#### How to complete this task:
Can you rename "positive clicks" to "foreground clicks" throughout these lines, change nothing else, and leave the pictures out of your answer?

#### Provided material:
BEGIN
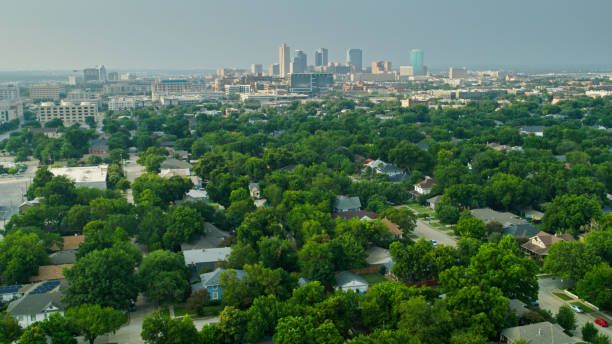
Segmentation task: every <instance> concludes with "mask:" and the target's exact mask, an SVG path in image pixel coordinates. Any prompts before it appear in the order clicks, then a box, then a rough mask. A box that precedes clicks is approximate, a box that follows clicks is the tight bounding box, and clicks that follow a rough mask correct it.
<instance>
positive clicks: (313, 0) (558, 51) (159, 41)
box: [0, 0, 612, 71]
mask: <svg viewBox="0 0 612 344" xmlns="http://www.w3.org/2000/svg"><path fill="white" fill-rule="evenodd" d="M527 3H528V4H529V7H528V8H529V11H525V10H524V8H525V6H524V5H526V4H527ZM383 5H384V6H382V7H383V8H388V9H393V11H385V12H384V15H378V16H372V15H371V14H372V13H381V12H380V5H378V4H376V5H375V4H373V3H369V2H365V1H359V2H355V1H344V0H340V1H336V2H333V3H328V2H325V3H324V2H322V1H319V0H313V1H311V2H309V3H286V2H282V1H277V0H273V1H271V2H269V3H266V5H265V6H262V5H261V4H256V3H252V2H246V1H240V2H238V3H237V4H235V3H234V4H226V3H201V2H198V1H193V0H186V1H182V2H179V3H172V4H170V3H166V2H162V1H147V2H142V1H132V2H129V3H123V2H119V1H116V0H115V1H107V2H104V3H95V4H94V3H89V2H80V1H75V0H67V1H63V2H61V3H57V2H45V1H36V0H26V1H20V2H10V3H9V4H6V5H5V6H4V7H5V9H6V10H4V11H2V13H0V29H2V30H3V32H4V33H5V35H3V38H2V39H0V44H1V46H2V47H3V58H2V60H1V61H0V70H9V71H11V70H69V69H83V68H87V67H91V66H95V65H98V64H104V65H106V66H109V67H111V68H114V69H134V68H141V69H172V68H185V69H198V68H199V69H215V68H220V67H230V66H235V67H241V68H248V67H249V66H250V65H251V64H263V65H264V66H269V65H270V64H271V63H276V62H277V61H278V57H277V56H276V54H275V51H276V52H277V51H278V50H277V49H278V46H279V44H280V43H282V42H286V43H287V45H288V46H290V47H291V48H292V49H300V50H303V51H304V52H305V53H306V54H307V55H309V56H310V58H309V61H311V64H314V58H313V57H314V52H315V51H316V49H317V48H319V47H326V48H327V49H329V61H334V62H344V54H345V52H346V49H349V48H350V47H359V48H360V49H363V51H364V61H363V65H369V63H370V62H371V61H377V60H388V61H391V62H392V63H393V65H394V66H401V65H408V64H409V63H410V61H409V54H410V50H411V49H414V48H418V49H422V50H423V51H426V52H427V56H428V57H427V63H426V64H427V65H428V66H431V67H433V68H436V67H444V66H450V65H461V66H463V65H465V66H476V65H516V66H519V65H542V66H546V65H549V66H557V65H606V64H610V59H609V56H610V55H611V54H612V47H611V46H610V45H609V44H605V43H604V42H607V40H608V37H607V33H608V32H612V22H610V21H608V20H607V18H606V15H607V14H609V13H610V12H612V3H611V2H609V1H604V0H593V1H589V2H588V3H575V2H571V1H554V2H553V1H552V0H542V1H538V2H536V3H532V2H527V1H526V0H519V1H514V2H512V3H495V4H492V3H490V2H488V1H485V0H472V1H468V2H461V3H459V2H454V1H450V0H448V1H443V0H440V1H433V2H431V3H422V2H406V1H398V0H394V1H385V2H384V3H383ZM92 13H93V14H95V15H85V14H92ZM244 13H248V15H246V14H244ZM296 13H300V15H299V16H296V15H295V14H296ZM338 13H342V16H339V15H338ZM416 14H418V15H416ZM312 18H316V19H317V20H316V21H317V22H319V23H327V24H326V25H313V24H312V22H311V19H312ZM168 21H172V22H173V23H174V24H173V25H162V23H166V22H168ZM228 23H231V24H228ZM568 23H569V24H571V25H568ZM278 28H283V29H282V30H278ZM332 32H333V33H334V34H333V35H330V33H332ZM449 33H452V34H449ZM71 48H73V49H71ZM40 51H44V52H45V53H44V54H41V53H40Z"/></svg>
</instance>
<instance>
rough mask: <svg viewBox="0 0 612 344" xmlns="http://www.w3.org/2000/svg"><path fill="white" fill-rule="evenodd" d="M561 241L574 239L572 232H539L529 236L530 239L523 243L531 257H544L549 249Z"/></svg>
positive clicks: (566, 240) (539, 257) (526, 251)
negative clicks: (525, 242)
mask: <svg viewBox="0 0 612 344" xmlns="http://www.w3.org/2000/svg"><path fill="white" fill-rule="evenodd" d="M559 241H574V237H572V236H571V235H570V234H550V233H546V232H539V233H538V234H536V235H535V236H532V237H531V238H529V241H527V242H526V243H524V244H523V245H521V248H522V249H523V251H524V252H525V253H527V254H528V255H529V256H531V257H538V258H544V257H545V256H547V255H548V249H549V248H550V247H551V246H552V245H553V244H555V243H557V242H559Z"/></svg>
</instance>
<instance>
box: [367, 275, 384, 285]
mask: <svg viewBox="0 0 612 344" xmlns="http://www.w3.org/2000/svg"><path fill="white" fill-rule="evenodd" d="M361 277H363V279H364V280H366V282H368V284H370V286H371V285H374V284H377V283H380V282H385V281H386V280H387V279H386V278H385V277H384V276H383V275H381V274H364V275H361Z"/></svg>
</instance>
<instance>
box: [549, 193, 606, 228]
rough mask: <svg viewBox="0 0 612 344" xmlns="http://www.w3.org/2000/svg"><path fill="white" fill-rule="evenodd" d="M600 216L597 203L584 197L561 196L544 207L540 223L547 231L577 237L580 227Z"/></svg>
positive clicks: (592, 200) (588, 198)
mask: <svg viewBox="0 0 612 344" xmlns="http://www.w3.org/2000/svg"><path fill="white" fill-rule="evenodd" d="M601 214H602V212H601V207H600V205H599V203H597V201H595V200H593V199H590V198H588V197H586V196H584V195H561V196H558V197H556V198H555V199H554V200H553V202H552V203H551V204H550V205H548V207H546V212H545V213H544V218H543V219H542V222H543V223H544V226H545V227H546V229H548V230H549V231H553V232H562V233H565V232H569V233H571V234H574V235H577V234H578V231H579V230H580V227H581V226H584V225H586V224H588V223H590V222H591V219H597V218H598V217H600V216H601Z"/></svg>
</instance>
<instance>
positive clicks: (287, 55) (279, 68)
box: [278, 43, 291, 77]
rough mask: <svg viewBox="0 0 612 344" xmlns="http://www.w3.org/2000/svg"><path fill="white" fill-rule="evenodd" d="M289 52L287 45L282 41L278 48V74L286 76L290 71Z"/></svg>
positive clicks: (289, 56)
mask: <svg viewBox="0 0 612 344" xmlns="http://www.w3.org/2000/svg"><path fill="white" fill-rule="evenodd" d="M290 55H291V52H290V50H289V46H287V44H285V43H283V44H281V46H280V48H279V49H278V66H279V69H280V70H279V75H280V76H283V77H284V76H286V75H287V74H289V72H290V66H291V56H290Z"/></svg>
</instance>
END
#### Answer to this exercise:
Segmentation task: every <instance> concludes with "mask:" and the target's exact mask, an SVG path in image pixel coordinates. Any prompts before it appear in the order clicks, then a box, then a rough mask. A box that precedes clicks is approximate, a box that follows clicks is the tight bounding box, and clicks that follow a rough mask correct it.
<instance>
foreground clicks: (313, 0) (558, 51) (159, 41)
box: [0, 0, 612, 71]
mask: <svg viewBox="0 0 612 344" xmlns="http://www.w3.org/2000/svg"><path fill="white" fill-rule="evenodd" d="M527 3H528V4H529V7H528V8H529V11H525V10H524V8H525V6H524V5H526V4H527ZM383 5H384V6H382V7H383V8H388V9H393V11H385V12H384V15H378V16H372V15H371V14H372V13H381V12H380V5H378V4H376V5H375V4H373V3H369V2H365V1H359V2H355V1H344V0H340V1H336V2H333V3H328V2H325V3H324V2H322V1H319V0H313V1H311V2H309V3H286V2H282V1H277V0H273V1H271V2H269V3H266V5H265V6H262V5H261V4H256V3H252V2H246V1H240V2H238V3H237V4H235V3H234V4H226V3H201V2H198V1H193V0H186V1H182V2H179V3H172V4H170V3H166V2H162V1H147V2H142V1H132V2H129V3H123V2H119V1H116V0H115V1H107V2H104V3H95V4H94V3H89V2H80V1H75V0H67V1H63V2H61V3H57V2H45V1H36V0H26V1H20V2H10V3H9V4H6V5H5V6H4V7H5V9H6V10H4V11H2V13H0V29H2V30H3V32H4V33H5V35H3V38H2V39H0V44H1V46H2V47H3V58H2V60H1V61H0V70H9V71H11V70H69V69H83V68H87V67H91V66H95V65H98V64H104V65H106V66H109V67H111V68H114V69H134V68H141V69H172V68H185V69H198V68H199V69H215V68H220V67H230V66H235V67H241V68H248V67H249V66H250V65H251V64H263V65H264V66H269V65H270V64H271V63H276V62H277V61H278V57H277V56H276V54H275V51H276V52H277V51H278V50H277V49H278V46H279V44H280V43H282V42H286V43H287V45H288V46H290V47H291V48H292V49H300V50H303V51H304V52H305V53H306V54H307V55H309V56H310V58H309V61H311V64H314V58H313V57H314V52H315V51H316V49H317V48H319V47H326V48H327V49H329V61H334V62H344V54H345V52H346V49H349V48H350V47H359V48H360V49H363V51H364V61H363V65H369V63H370V62H371V61H377V60H388V61H391V62H392V63H393V65H394V66H401V65H408V64H409V63H410V61H409V54H410V50H411V49H414V48H418V49H422V50H423V51H426V52H427V56H428V57H427V63H426V64H427V65H428V66H431V67H433V68H436V67H444V66H450V65H461V66H463V65H465V66H476V65H516V66H519V65H542V66H546V65H549V66H557V65H606V64H610V59H609V56H610V55H611V54H612V47H611V46H610V45H609V44H605V43H604V42H607V40H608V37H607V33H608V32H612V22H610V21H608V20H607V18H606V15H607V14H609V13H610V12H612V3H611V2H609V1H604V0H593V1H589V2H588V3H575V2H571V1H554V2H553V1H552V0H542V1H538V2H536V3H532V2H527V1H526V0H519V1H514V2H512V3H495V4H492V3H490V2H488V1H485V0H472V1H468V2H461V3H459V2H454V1H450V0H448V1H443V0H440V1H433V2H431V3H422V2H406V1H398V0H394V1H385V2H384V3H383ZM92 13H93V14H95V15H85V14H92ZM244 13H248V15H246V14H244ZM296 13H300V15H299V16H296V15H295V14H296ZM338 13H342V16H339V15H338ZM416 14H418V15H416ZM312 18H316V19H317V20H316V21H317V22H319V23H327V24H326V25H313V24H312V22H311V19H312ZM168 21H172V22H173V23H174V24H173V25H162V23H166V22H168ZM228 23H231V24H228ZM568 23H569V24H571V25H568ZM278 28H283V29H282V30H278ZM332 32H333V33H334V34H333V35H330V33H332ZM449 33H452V34H449ZM71 48H73V49H71ZM40 51H44V52H45V53H44V54H41V53H40Z"/></svg>
</instance>
<instance>
rough mask: <svg viewBox="0 0 612 344" xmlns="http://www.w3.org/2000/svg"><path fill="white" fill-rule="evenodd" d="M561 241L574 239L572 232H539L529 236L530 239L523 243L531 257H544L549 249Z"/></svg>
foreground clicks: (566, 240) (539, 257) (526, 251)
negative clicks: (525, 242)
mask: <svg viewBox="0 0 612 344" xmlns="http://www.w3.org/2000/svg"><path fill="white" fill-rule="evenodd" d="M559 241H574V237H572V236H571V235H570V234H550V233H546V232H539V233H538V234H536V235H535V236H532V237H531V238H529V241H527V242H526V243H524V244H523V245H521V248H522V249H523V251H524V252H525V253H527V254H528V255H529V256H531V257H538V258H544V257H545V256H547V255H548V249H549V248H550V247H551V246H552V245H553V244H555V243H557V242H559Z"/></svg>
</instance>
<instance>
box: [367, 275, 384, 285]
mask: <svg viewBox="0 0 612 344" xmlns="http://www.w3.org/2000/svg"><path fill="white" fill-rule="evenodd" d="M361 277H363V279H364V280H366V282H368V284H370V286H371V285H374V284H377V283H380V282H385V281H386V280H387V279H386V278H385V277H384V276H383V275H381V274H364V275H361Z"/></svg>
</instance>
<instance>
box: [549, 193, 606, 228]
rough mask: <svg viewBox="0 0 612 344" xmlns="http://www.w3.org/2000/svg"><path fill="white" fill-rule="evenodd" d="M600 216L597 203L584 197L561 196L544 207L540 223L547 231L577 237L580 227Z"/></svg>
foreground clicks: (592, 200) (588, 198)
mask: <svg viewBox="0 0 612 344" xmlns="http://www.w3.org/2000/svg"><path fill="white" fill-rule="evenodd" d="M601 214H602V212H601V207H600V205H599V203H597V201H595V200H593V199H590V198H588V197H586V196H584V195H561V196H558V197H556V198H555V199H554V200H553V202H552V203H551V204H550V205H548V207H546V212H545V213H544V218H543V219H542V222H543V223H544V226H545V227H546V229H548V230H549V231H553V232H562V233H565V232H569V233H571V234H574V235H577V234H578V231H579V230H580V227H581V226H584V225H586V224H588V223H590V222H591V219H597V218H598V217H600V216H601Z"/></svg>
</instance>
<instance>
foreground clicks: (287, 55) (279, 68)
box: [278, 43, 291, 77]
rough mask: <svg viewBox="0 0 612 344" xmlns="http://www.w3.org/2000/svg"><path fill="white" fill-rule="evenodd" d="M289 52L287 45L282 41L278 48V74L286 76L290 71Z"/></svg>
foreground clicks: (289, 56)
mask: <svg viewBox="0 0 612 344" xmlns="http://www.w3.org/2000/svg"><path fill="white" fill-rule="evenodd" d="M290 55H291V52H290V50H289V46H287V44H285V43H283V44H281V46H280V48H279V49H278V66H279V69H280V70H279V75H280V76H283V77H284V76H286V75H287V74H289V72H290V66H291V56H290Z"/></svg>
</instance>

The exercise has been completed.